Extracted text =>
^^^^^^^^^^^^^^^^
Rotation and revolution. From two simple motions, the Earth gleans its pirouette through the endless night of space. Twirl away from the sun, then back towards it. Prance all the way around to the far side, and return to first position. The movement allows for a measure of predictability in our lives. We know when the crops will grow, we know when it's time to harvest, and we know that my birthday will always fall in the slush-gray death of winter, while my sister's birthday will always fall in the midst of summer, when things are awesome.
The calendar, of course, is an artificial construct — a not-entirely-snug framework pulled roughly over the curves of time, like a favorite pair of jeans that won't go on without a certain amount of wiggling on the bed. And as modern instruments allow for finer and finer calculations of Earth's exact position in orbit, we're noticing just how ill-fitting that framework can be.
Timekeepers figured out centuries ago that the calendar needs an extra day every four years to keep things copacetic. But in 1972, with official time being regulated by atomic frequencies and what not, the Powers That Be came to the conclusion that the calendar was behind, and needed an extra second. A leap second.
They added two that year, and one per year for the rest of the 70's. So no, Baby Boomers, it wasn't your imagination. That decade really was taking longer. I know, I know — you wanted the 80's to hurry up and arrive so you could start making metric shit-tonnes of money.
^^^^^^^^^^^^^^^^
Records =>
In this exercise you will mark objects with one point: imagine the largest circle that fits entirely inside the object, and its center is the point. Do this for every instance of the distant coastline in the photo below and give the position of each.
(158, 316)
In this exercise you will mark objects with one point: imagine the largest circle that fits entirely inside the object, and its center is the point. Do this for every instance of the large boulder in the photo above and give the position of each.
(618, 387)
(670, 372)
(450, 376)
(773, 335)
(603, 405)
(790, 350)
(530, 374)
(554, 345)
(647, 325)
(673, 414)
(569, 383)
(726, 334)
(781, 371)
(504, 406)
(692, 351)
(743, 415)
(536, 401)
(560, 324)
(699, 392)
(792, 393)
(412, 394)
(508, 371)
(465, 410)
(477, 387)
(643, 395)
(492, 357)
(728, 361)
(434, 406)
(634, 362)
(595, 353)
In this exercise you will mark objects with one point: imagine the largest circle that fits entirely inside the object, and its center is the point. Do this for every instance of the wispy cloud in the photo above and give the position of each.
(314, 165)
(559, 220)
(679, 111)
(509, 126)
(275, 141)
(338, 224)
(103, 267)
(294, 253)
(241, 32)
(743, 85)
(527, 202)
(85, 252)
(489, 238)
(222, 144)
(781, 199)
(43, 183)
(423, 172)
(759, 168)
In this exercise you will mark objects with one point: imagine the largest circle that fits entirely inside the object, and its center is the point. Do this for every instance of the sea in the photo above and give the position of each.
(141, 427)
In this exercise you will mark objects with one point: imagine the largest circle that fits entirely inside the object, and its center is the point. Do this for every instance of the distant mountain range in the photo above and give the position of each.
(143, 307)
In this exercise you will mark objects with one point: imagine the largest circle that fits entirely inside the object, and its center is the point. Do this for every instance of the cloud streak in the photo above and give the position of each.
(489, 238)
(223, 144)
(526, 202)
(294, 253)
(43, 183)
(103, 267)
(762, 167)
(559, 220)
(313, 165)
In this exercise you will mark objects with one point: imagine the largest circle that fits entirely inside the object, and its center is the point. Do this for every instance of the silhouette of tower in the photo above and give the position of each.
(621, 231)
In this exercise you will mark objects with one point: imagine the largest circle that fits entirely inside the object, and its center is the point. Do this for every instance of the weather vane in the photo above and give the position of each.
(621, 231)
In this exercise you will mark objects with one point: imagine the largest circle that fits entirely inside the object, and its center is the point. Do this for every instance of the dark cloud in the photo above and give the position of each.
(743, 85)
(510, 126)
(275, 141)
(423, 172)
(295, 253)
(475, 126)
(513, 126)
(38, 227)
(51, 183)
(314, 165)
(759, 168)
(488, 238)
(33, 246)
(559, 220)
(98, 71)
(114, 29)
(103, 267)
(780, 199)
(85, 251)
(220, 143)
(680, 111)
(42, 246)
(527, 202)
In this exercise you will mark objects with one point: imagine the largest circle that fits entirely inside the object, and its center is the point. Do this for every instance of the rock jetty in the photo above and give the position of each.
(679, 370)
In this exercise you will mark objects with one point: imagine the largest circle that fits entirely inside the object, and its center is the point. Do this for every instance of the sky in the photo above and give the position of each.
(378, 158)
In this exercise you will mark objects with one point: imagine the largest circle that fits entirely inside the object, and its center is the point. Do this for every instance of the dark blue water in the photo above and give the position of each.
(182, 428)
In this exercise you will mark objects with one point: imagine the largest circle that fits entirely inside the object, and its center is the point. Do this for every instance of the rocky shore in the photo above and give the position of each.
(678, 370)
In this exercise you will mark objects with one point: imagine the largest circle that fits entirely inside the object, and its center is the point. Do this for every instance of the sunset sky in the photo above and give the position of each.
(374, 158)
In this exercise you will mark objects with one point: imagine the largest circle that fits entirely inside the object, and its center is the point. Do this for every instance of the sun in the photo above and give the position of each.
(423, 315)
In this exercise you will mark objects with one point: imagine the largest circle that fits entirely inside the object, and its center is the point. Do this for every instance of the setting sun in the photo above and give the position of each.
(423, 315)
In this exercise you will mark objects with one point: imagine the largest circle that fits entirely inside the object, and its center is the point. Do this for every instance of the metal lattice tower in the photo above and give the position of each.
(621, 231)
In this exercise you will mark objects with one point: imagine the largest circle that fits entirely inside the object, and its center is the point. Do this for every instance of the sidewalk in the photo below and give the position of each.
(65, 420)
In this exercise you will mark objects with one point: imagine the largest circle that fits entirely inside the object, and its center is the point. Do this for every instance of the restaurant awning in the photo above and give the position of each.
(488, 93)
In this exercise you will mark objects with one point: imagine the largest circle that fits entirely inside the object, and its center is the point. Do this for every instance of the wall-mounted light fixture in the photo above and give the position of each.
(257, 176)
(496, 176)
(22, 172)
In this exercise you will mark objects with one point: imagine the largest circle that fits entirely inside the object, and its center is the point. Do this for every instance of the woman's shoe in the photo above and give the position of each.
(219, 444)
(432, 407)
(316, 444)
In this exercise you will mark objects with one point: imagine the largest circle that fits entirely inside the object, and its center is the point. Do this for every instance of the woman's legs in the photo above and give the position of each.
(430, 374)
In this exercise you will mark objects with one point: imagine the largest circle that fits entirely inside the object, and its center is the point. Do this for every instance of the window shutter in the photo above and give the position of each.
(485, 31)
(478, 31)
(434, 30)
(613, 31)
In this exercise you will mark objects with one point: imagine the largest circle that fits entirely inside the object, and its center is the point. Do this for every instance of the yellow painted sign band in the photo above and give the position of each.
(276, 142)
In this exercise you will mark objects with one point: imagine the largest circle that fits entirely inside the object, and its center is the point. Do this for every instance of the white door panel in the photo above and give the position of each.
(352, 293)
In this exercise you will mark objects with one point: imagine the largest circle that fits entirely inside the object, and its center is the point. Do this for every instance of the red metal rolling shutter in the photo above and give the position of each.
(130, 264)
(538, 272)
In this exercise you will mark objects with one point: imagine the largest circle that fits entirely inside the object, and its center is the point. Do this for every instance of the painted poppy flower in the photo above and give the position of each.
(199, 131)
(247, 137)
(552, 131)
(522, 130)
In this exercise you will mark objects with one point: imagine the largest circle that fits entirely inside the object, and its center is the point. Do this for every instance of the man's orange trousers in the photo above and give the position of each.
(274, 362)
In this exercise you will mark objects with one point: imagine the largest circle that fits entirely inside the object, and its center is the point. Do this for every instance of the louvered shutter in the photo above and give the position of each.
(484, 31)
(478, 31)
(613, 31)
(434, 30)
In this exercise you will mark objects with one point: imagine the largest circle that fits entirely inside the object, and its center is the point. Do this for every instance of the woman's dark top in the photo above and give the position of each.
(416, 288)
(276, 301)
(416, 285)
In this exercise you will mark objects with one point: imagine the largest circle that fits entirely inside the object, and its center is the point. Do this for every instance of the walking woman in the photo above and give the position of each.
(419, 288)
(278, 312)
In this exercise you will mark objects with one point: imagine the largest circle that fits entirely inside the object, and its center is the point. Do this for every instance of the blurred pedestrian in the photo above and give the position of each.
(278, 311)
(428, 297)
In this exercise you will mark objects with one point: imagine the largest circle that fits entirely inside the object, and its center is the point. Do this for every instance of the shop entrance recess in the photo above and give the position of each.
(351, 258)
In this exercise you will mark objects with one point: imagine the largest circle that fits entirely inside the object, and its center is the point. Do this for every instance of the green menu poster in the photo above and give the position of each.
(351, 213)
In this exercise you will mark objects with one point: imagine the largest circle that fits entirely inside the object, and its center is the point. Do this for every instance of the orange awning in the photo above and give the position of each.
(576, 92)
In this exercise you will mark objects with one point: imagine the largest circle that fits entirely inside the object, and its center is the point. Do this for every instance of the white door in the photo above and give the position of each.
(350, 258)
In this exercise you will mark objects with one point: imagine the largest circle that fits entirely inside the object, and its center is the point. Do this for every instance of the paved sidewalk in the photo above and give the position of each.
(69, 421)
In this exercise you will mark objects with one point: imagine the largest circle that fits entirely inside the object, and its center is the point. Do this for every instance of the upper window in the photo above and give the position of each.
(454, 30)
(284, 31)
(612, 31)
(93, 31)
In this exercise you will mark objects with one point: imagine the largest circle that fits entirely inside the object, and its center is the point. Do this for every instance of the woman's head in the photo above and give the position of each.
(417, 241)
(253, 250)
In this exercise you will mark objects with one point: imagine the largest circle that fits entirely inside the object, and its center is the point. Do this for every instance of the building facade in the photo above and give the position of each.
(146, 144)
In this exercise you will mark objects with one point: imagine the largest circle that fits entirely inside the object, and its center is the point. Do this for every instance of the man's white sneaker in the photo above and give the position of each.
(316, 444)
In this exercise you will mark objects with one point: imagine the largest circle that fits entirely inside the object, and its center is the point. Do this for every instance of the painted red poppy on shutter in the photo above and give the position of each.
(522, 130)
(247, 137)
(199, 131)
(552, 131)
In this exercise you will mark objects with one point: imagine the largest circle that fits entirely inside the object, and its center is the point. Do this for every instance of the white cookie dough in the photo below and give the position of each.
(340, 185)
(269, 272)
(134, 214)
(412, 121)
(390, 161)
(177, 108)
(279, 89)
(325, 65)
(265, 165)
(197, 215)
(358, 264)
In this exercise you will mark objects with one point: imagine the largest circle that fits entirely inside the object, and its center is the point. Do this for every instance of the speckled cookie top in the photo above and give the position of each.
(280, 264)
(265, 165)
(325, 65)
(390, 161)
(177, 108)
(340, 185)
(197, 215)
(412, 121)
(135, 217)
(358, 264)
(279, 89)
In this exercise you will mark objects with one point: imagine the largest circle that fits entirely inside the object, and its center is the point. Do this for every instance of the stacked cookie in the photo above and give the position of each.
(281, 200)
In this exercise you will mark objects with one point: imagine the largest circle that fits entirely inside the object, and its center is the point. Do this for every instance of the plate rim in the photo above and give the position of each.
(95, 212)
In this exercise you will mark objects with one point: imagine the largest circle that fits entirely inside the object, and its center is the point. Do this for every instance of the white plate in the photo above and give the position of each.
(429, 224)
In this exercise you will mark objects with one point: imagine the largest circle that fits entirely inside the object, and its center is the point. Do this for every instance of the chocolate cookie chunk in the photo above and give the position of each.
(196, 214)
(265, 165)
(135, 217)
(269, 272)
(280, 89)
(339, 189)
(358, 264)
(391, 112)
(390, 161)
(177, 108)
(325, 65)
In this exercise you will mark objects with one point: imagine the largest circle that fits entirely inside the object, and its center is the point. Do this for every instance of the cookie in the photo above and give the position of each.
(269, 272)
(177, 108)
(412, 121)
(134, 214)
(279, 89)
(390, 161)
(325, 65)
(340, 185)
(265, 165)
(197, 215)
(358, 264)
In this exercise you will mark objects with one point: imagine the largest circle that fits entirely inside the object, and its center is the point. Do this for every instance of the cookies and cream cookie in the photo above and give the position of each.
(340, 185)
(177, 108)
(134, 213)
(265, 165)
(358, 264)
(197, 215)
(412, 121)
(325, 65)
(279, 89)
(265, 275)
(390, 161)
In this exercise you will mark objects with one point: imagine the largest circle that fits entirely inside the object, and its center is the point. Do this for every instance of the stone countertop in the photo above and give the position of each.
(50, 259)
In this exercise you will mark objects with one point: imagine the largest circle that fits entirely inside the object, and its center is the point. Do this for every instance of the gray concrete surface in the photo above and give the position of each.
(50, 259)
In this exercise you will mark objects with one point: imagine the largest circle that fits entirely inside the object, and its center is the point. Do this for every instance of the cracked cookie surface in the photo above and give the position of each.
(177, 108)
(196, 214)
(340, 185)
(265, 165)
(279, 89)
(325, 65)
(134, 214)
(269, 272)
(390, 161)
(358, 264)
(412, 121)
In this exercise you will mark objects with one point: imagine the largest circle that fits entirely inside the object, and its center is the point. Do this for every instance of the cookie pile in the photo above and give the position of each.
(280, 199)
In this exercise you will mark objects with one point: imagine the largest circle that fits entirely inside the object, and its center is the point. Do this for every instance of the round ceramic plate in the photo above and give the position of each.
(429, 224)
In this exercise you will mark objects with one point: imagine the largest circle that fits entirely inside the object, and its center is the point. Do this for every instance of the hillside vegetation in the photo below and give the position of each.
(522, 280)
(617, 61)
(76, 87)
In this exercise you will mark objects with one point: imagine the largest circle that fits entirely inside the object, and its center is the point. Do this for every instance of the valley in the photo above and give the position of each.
^^^^^^^^^^^^^^^^
Tasks to carry out =>
A – List each thing that the text on leap seconds says "we know."
B – Transcribe the text on leap seconds, everything from "Rotation and revolution." down to "things are awesome.".
C – Does the text on leap seconds support each statement? Answer yes or no, and quote the deciding words.
(i) The calendar needs an extra day every three years.
(ii) Two leap seconds were added in 1972.
(iii) The writer's birthday falls in summer.

Answers per task =>
A –
- When the crops will grow
- When it's time to harvest
- That the writer's birthday will always fall in the slush-gray death of winter, while the writer's sister's birthday will always fall in the midst of summer

B –
Rotation and revolution. From two simple motions, the Earth gleans its pirouette through the endless night of space. Twirl away from the sun, then back towards it. Prance all the way around to the far side, and return to first position. The movement allows for a measure of predictability in our lives. We know when the crops will grow, we know when it's time to harvest, and we know that my birthday will always fall in the slush-gray death of winter, while my sister's birthday will always fall in the midst of summer, when things are awesome.

C –
(i) No: "the calendar needs an extra day every four years"
(ii) Yes: "They added two that year"
(iii) No: "my birthday will always fall in the slush-gray death of winter"